→ Records for this task:
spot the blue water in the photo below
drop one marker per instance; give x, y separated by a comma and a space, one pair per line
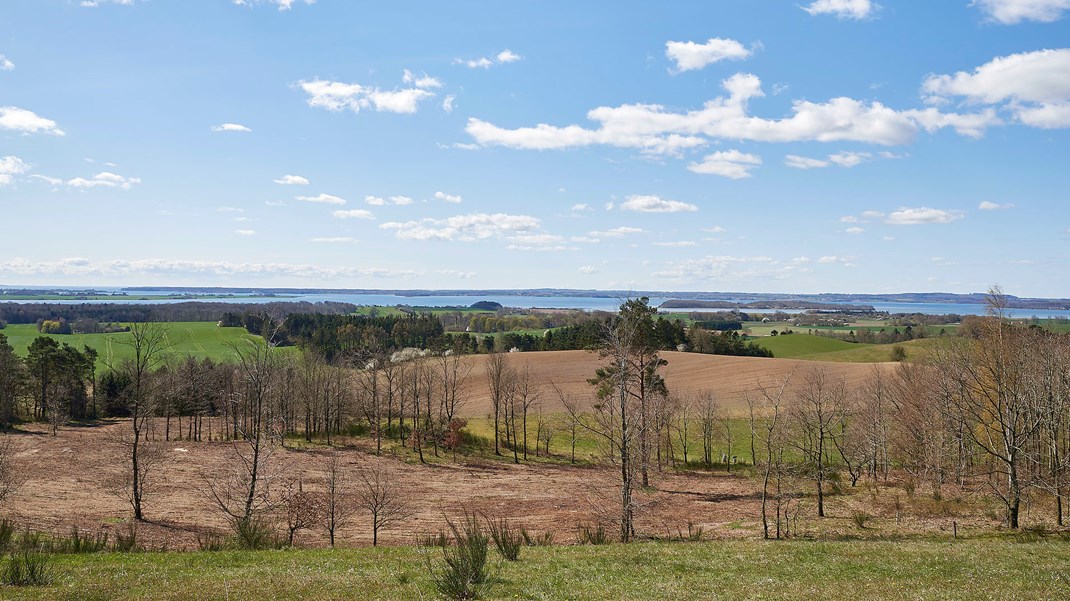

...

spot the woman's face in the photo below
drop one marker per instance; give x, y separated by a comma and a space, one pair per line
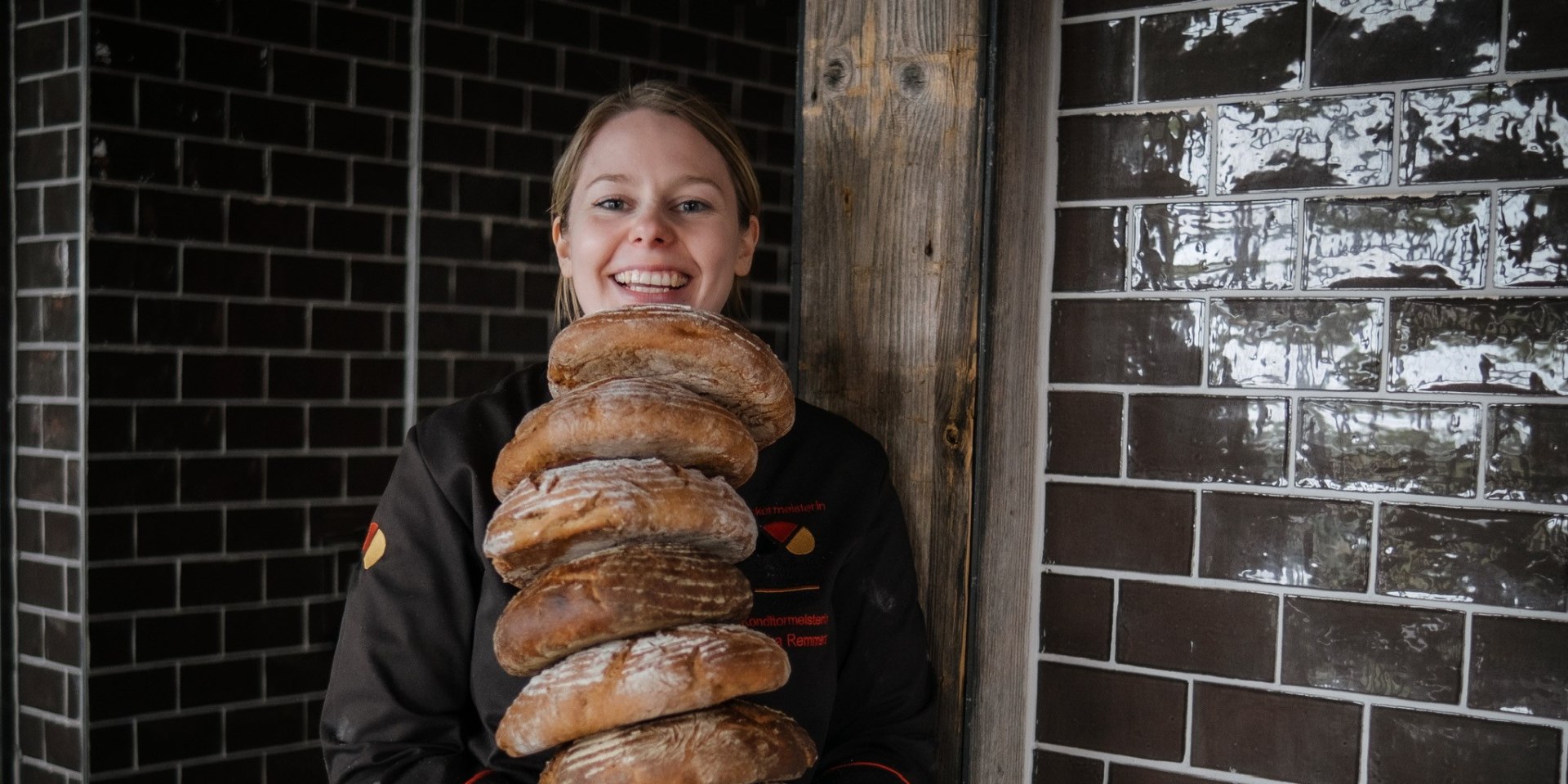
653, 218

→ Requirement: Would you give the number of lines above that hold "spot"? Only the number is needed.

→ Expected output: 2